> _Objective_: Copy out every item below word for word, omitting the pictures.
......
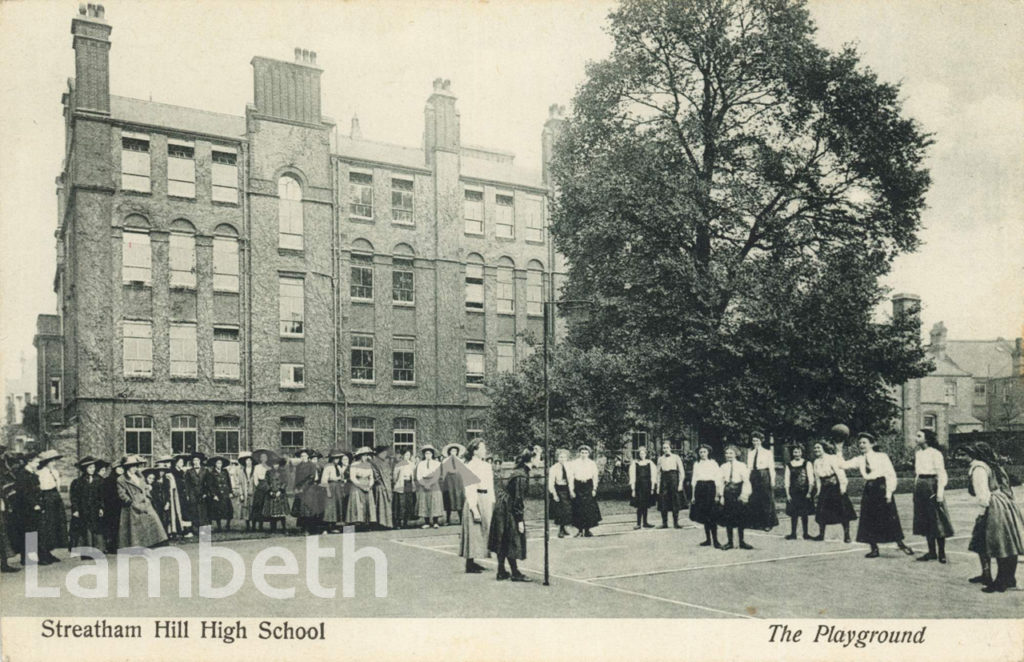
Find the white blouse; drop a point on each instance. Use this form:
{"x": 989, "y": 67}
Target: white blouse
{"x": 872, "y": 465}
{"x": 736, "y": 471}
{"x": 708, "y": 470}
{"x": 585, "y": 470}
{"x": 483, "y": 470}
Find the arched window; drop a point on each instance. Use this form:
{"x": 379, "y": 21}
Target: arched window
{"x": 225, "y": 258}
{"x": 181, "y": 254}
{"x": 289, "y": 213}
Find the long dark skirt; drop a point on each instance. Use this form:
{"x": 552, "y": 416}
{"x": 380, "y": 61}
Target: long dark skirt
{"x": 706, "y": 507}
{"x": 670, "y": 499}
{"x": 761, "y": 507}
{"x": 999, "y": 532}
{"x": 879, "y": 519}
{"x": 53, "y": 522}
{"x": 561, "y": 510}
{"x": 586, "y": 512}
{"x": 930, "y": 515}
{"x": 834, "y": 506}
{"x": 733, "y": 511}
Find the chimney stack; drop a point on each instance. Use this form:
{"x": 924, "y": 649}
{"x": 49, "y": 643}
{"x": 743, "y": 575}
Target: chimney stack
{"x": 441, "y": 121}
{"x": 91, "y": 40}
{"x": 938, "y": 346}
{"x": 552, "y": 130}
{"x": 286, "y": 90}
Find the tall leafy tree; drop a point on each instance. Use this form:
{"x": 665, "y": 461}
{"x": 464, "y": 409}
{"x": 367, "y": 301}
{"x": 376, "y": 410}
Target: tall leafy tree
{"x": 730, "y": 195}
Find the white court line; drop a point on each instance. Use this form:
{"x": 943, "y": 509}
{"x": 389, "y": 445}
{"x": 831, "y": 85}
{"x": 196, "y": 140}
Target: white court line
{"x": 588, "y": 582}
{"x": 732, "y": 565}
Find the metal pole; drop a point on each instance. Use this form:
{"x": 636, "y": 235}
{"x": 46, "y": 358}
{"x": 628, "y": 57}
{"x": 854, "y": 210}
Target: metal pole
{"x": 547, "y": 454}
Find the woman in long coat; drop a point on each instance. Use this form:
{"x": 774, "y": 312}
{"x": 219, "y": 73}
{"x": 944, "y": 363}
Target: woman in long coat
{"x": 561, "y": 485}
{"x": 453, "y": 490}
{"x": 998, "y": 531}
{"x": 931, "y": 519}
{"x": 761, "y": 462}
{"x": 360, "y": 507}
{"x": 86, "y": 495}
{"x": 508, "y": 530}
{"x": 478, "y": 506}
{"x": 217, "y": 493}
{"x": 879, "y": 518}
{"x": 139, "y": 523}
{"x": 429, "y": 502}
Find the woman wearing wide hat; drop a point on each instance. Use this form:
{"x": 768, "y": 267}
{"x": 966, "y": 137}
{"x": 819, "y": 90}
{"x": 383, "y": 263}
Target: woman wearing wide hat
{"x": 931, "y": 519}
{"x": 834, "y": 505}
{"x": 998, "y": 530}
{"x": 217, "y": 492}
{"x": 561, "y": 485}
{"x": 139, "y": 524}
{"x": 86, "y": 496}
{"x": 507, "y": 536}
{"x": 879, "y": 518}
{"x": 586, "y": 512}
{"x": 429, "y": 502}
{"x": 477, "y": 507}
{"x": 453, "y": 491}
{"x": 53, "y": 521}
{"x": 361, "y": 507}
{"x": 799, "y": 483}
{"x": 274, "y": 503}
{"x": 382, "y": 486}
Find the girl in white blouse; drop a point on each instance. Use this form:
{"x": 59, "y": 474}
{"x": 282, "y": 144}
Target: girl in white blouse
{"x": 735, "y": 494}
{"x": 930, "y": 515}
{"x": 707, "y": 485}
{"x": 879, "y": 519}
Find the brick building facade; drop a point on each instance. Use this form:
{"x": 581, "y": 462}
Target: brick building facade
{"x": 239, "y": 282}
......
> _The reply_:
Find the white blouse; drop a point on each instance. Use this form:
{"x": 989, "y": 67}
Target: white blouse
{"x": 872, "y": 465}
{"x": 736, "y": 471}
{"x": 708, "y": 470}
{"x": 585, "y": 470}
{"x": 483, "y": 470}
Find the arched window; drop a point on each instance. Use this form:
{"x": 379, "y": 21}
Target: arched window
{"x": 225, "y": 258}
{"x": 181, "y": 254}
{"x": 289, "y": 213}
Find the long dark skirt; drop a point on each instance. Use this form:
{"x": 552, "y": 416}
{"x": 380, "y": 61}
Target: long dark skirt
{"x": 706, "y": 507}
{"x": 670, "y": 499}
{"x": 761, "y": 507}
{"x": 999, "y": 532}
{"x": 879, "y": 519}
{"x": 53, "y": 522}
{"x": 561, "y": 510}
{"x": 586, "y": 512}
{"x": 930, "y": 515}
{"x": 834, "y": 506}
{"x": 733, "y": 511}
Find the chimney stack; drop a point on each instance. Use this form:
{"x": 924, "y": 649}
{"x": 49, "y": 643}
{"x": 743, "y": 575}
Target: chimney stack
{"x": 441, "y": 121}
{"x": 91, "y": 40}
{"x": 938, "y": 346}
{"x": 552, "y": 130}
{"x": 286, "y": 90}
Find the tall leafy tree; drop a point on each instance. Use this form:
{"x": 665, "y": 461}
{"x": 464, "y": 409}
{"x": 367, "y": 301}
{"x": 376, "y": 410}
Target: tall leafy tree
{"x": 730, "y": 195}
Find the white court line; drop a point on each instance. Use this form:
{"x": 943, "y": 509}
{"x": 389, "y": 445}
{"x": 831, "y": 85}
{"x": 196, "y": 140}
Target: white court line
{"x": 588, "y": 582}
{"x": 732, "y": 565}
Find the metal pole; drop a point on each instance. Use this form:
{"x": 636, "y": 235}
{"x": 46, "y": 358}
{"x": 628, "y": 57}
{"x": 854, "y": 210}
Target: metal pole
{"x": 547, "y": 454}
Find the woman in long coat; drop a point on each instance. Use this form:
{"x": 774, "y": 312}
{"x": 219, "y": 73}
{"x": 944, "y": 363}
Target: woman in long coat
{"x": 561, "y": 485}
{"x": 453, "y": 490}
{"x": 998, "y": 531}
{"x": 931, "y": 519}
{"x": 761, "y": 462}
{"x": 360, "y": 507}
{"x": 86, "y": 495}
{"x": 508, "y": 530}
{"x": 478, "y": 506}
{"x": 217, "y": 493}
{"x": 879, "y": 518}
{"x": 139, "y": 523}
{"x": 429, "y": 502}
Find the woman wearing wide hat; drop a point on each instance. Use this form:
{"x": 768, "y": 267}
{"x": 966, "y": 137}
{"x": 819, "y": 90}
{"x": 383, "y": 263}
Target: woman wearing wide hat
{"x": 931, "y": 519}
{"x": 834, "y": 505}
{"x": 998, "y": 530}
{"x": 217, "y": 492}
{"x": 561, "y": 485}
{"x": 139, "y": 524}
{"x": 86, "y": 496}
{"x": 507, "y": 536}
{"x": 879, "y": 518}
{"x": 586, "y": 512}
{"x": 429, "y": 502}
{"x": 477, "y": 507}
{"x": 453, "y": 491}
{"x": 53, "y": 521}
{"x": 361, "y": 507}
{"x": 799, "y": 483}
{"x": 274, "y": 503}
{"x": 382, "y": 486}
Find the girl in white blouse; drop a point on each instance. Use this form:
{"x": 59, "y": 474}
{"x": 282, "y": 144}
Target: girl in white blouse
{"x": 735, "y": 494}
{"x": 930, "y": 515}
{"x": 707, "y": 485}
{"x": 879, "y": 519}
Find the brick building facade; drop a point on each instance. Use this form:
{"x": 581, "y": 462}
Target: brick building facade
{"x": 239, "y": 282}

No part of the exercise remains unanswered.